** Start **

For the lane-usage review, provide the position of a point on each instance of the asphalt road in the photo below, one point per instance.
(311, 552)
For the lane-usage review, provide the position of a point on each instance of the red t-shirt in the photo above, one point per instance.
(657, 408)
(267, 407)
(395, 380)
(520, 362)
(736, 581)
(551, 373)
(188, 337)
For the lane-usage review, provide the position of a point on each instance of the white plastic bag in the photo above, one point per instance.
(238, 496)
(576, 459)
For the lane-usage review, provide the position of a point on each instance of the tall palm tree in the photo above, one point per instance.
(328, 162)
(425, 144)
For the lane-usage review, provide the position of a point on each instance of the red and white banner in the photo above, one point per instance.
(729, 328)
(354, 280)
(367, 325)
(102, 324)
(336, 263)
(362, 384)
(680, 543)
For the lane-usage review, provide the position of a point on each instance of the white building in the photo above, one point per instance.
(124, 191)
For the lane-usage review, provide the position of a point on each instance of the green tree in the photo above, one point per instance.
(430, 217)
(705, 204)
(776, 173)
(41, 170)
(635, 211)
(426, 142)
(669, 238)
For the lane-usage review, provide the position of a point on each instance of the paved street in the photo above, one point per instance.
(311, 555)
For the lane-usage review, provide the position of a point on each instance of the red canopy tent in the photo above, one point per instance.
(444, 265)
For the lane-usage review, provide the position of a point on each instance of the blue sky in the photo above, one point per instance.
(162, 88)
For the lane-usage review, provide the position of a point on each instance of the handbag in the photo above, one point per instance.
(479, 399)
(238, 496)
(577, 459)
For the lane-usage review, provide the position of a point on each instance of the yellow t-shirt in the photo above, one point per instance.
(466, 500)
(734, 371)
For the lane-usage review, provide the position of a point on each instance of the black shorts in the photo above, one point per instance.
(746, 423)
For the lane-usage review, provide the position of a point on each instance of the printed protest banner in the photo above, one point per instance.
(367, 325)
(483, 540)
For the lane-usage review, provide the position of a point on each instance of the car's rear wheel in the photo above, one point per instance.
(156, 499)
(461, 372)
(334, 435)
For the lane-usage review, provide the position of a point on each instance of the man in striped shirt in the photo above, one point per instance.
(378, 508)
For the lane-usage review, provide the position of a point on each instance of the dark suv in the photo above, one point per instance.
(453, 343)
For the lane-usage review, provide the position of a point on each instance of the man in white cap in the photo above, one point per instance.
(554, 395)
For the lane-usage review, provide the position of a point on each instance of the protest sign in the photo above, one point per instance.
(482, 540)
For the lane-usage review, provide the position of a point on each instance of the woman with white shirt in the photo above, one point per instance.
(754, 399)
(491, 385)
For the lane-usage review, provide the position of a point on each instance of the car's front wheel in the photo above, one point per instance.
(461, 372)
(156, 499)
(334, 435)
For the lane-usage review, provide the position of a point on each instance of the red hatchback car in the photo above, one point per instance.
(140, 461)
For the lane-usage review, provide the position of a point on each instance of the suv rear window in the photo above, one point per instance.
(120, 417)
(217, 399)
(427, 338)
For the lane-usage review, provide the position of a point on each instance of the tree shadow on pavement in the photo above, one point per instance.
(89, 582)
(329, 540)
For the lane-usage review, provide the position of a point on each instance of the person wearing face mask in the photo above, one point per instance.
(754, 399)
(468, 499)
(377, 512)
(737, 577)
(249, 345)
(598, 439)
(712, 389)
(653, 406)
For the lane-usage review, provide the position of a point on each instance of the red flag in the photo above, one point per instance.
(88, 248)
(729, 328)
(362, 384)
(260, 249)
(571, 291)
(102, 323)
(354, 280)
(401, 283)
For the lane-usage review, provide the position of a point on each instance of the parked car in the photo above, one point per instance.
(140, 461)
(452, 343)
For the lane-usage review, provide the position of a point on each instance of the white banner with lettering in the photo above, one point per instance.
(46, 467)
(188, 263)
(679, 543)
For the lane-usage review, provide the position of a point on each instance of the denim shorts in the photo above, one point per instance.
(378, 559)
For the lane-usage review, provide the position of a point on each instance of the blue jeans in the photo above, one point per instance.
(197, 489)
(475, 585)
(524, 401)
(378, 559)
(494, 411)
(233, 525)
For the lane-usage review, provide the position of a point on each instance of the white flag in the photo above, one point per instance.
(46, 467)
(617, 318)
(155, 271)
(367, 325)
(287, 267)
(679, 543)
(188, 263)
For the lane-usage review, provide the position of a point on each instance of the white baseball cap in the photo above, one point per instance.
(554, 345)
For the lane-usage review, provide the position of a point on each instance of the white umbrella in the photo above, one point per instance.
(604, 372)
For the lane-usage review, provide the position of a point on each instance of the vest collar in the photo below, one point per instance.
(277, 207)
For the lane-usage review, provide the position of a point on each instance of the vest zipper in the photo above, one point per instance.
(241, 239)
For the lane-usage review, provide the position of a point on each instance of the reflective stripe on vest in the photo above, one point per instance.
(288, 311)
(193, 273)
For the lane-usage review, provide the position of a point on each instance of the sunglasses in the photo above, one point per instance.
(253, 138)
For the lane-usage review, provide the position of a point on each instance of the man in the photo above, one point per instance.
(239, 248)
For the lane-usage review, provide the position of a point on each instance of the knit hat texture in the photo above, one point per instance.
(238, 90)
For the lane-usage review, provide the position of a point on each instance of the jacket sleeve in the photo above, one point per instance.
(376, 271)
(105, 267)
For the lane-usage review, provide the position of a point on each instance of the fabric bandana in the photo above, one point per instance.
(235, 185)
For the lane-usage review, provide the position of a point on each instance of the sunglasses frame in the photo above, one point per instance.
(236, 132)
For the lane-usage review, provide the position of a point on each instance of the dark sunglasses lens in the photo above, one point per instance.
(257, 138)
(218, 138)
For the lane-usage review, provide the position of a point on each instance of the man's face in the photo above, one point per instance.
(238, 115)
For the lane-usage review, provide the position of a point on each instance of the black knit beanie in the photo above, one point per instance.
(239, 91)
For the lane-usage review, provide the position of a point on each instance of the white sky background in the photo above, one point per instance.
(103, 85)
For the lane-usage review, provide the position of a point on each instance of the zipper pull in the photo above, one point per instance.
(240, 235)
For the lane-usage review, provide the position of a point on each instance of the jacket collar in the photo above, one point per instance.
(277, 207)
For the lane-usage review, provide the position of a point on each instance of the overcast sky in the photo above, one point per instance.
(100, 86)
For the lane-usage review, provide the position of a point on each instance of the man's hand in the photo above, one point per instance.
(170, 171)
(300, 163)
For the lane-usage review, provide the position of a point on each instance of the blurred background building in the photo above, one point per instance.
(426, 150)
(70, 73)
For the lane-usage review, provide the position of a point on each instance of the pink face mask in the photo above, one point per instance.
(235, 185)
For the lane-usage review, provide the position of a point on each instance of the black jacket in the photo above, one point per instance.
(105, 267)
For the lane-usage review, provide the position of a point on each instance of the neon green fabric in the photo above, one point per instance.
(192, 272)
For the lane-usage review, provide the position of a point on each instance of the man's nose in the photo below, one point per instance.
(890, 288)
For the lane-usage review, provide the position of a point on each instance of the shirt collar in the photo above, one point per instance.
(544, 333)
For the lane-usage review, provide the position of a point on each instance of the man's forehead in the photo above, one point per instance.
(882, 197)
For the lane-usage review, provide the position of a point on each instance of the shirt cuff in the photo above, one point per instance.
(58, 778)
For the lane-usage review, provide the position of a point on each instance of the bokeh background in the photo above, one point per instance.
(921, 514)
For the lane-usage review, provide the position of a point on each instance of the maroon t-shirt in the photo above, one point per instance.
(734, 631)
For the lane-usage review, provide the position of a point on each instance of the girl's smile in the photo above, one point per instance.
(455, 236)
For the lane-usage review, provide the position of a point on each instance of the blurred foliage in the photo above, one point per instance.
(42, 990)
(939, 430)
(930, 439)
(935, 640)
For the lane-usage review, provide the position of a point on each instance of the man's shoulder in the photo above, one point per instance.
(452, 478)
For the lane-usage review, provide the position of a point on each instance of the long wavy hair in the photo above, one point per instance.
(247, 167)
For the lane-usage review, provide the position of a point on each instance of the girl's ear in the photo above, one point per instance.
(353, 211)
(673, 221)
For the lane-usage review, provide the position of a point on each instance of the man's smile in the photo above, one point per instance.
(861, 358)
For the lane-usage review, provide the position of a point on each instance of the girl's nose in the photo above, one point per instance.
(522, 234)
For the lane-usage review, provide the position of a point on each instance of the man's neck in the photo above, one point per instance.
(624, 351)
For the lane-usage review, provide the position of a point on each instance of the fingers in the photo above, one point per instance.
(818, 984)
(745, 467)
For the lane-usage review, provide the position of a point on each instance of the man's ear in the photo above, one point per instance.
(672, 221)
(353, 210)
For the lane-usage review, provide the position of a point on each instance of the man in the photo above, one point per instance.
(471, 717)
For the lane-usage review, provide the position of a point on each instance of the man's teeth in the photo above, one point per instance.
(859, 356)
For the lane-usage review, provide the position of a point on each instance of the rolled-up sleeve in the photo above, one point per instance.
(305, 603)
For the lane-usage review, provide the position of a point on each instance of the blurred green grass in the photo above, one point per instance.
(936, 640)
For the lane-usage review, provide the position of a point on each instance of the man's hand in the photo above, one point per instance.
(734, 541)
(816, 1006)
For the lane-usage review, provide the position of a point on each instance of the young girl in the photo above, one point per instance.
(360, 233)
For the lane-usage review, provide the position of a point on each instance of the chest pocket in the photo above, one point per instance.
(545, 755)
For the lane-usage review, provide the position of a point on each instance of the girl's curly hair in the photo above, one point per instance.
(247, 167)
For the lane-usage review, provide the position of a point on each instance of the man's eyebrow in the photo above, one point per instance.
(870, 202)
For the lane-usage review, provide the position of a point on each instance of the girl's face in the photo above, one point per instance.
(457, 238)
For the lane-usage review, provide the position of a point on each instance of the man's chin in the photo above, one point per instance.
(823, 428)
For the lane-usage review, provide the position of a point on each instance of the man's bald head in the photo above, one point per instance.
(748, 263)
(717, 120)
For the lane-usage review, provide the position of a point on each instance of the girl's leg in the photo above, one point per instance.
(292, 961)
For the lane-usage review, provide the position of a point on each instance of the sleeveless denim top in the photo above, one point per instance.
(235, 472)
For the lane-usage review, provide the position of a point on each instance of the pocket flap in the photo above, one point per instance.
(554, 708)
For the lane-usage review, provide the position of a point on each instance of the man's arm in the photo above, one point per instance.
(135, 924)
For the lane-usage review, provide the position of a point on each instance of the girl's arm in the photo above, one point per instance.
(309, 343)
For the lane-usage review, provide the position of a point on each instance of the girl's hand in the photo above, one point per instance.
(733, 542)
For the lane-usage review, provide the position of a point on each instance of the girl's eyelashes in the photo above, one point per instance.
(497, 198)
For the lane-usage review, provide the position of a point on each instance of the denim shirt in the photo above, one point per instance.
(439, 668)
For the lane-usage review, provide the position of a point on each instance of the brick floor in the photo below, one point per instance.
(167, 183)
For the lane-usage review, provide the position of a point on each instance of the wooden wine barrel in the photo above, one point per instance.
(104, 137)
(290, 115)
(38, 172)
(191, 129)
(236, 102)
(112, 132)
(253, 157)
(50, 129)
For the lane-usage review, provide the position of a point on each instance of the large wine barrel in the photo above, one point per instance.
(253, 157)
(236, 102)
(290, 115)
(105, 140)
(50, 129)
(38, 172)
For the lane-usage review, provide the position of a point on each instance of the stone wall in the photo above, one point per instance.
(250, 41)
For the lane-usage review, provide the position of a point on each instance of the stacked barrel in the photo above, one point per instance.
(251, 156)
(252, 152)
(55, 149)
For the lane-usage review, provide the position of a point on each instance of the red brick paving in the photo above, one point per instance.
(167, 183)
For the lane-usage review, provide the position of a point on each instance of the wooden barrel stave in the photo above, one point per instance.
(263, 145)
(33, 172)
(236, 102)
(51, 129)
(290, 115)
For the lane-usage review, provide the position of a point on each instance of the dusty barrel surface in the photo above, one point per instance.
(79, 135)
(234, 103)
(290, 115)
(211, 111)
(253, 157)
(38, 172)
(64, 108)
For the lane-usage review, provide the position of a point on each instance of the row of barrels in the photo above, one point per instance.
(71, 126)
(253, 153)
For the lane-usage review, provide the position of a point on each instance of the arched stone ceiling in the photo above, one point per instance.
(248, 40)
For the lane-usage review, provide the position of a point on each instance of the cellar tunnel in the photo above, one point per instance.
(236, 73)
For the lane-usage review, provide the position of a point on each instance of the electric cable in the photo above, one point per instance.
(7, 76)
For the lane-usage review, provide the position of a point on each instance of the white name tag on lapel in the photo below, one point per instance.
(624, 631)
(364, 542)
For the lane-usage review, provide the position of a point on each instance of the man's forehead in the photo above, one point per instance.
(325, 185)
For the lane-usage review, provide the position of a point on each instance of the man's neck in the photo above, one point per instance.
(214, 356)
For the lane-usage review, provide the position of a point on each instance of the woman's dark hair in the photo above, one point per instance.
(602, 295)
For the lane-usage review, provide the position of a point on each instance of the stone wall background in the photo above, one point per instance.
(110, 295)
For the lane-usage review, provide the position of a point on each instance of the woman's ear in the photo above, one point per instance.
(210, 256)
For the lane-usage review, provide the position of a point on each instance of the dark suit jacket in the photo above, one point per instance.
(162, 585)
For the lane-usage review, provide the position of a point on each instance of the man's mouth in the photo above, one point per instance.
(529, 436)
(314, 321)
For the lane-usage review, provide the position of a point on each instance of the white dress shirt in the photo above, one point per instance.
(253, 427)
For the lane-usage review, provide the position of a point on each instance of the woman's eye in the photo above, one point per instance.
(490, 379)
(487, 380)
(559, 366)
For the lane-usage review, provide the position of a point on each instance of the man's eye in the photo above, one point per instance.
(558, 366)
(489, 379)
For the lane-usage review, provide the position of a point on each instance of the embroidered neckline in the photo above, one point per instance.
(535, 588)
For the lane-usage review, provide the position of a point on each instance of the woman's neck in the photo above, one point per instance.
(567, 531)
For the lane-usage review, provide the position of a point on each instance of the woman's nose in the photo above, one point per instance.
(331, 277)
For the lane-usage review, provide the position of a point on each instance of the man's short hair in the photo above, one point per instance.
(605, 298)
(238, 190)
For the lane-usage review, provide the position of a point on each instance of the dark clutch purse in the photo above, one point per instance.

** End **

> What you have to do
Begin with the line that contains "the woman's neck" and end with the last line of the records; set down every line in that span exactly, and nothing else.

> Reply to the task
For the lane-usage review, provide the position of a point on each instance of the woman's neck in the photo above, one point per instance.
(567, 531)
For the lane-usage review, provide the position of a point on each instance of the woman's nose in the photo above, one point per instance.
(331, 277)
For the lane-usage review, provide the position of a point on each instance of the man's short hair in the photo above, one point per instance.
(605, 298)
(238, 190)
For the lane-usage review, provide the position of a point on each instance of the dark clutch purse in the photo above, one point per instance.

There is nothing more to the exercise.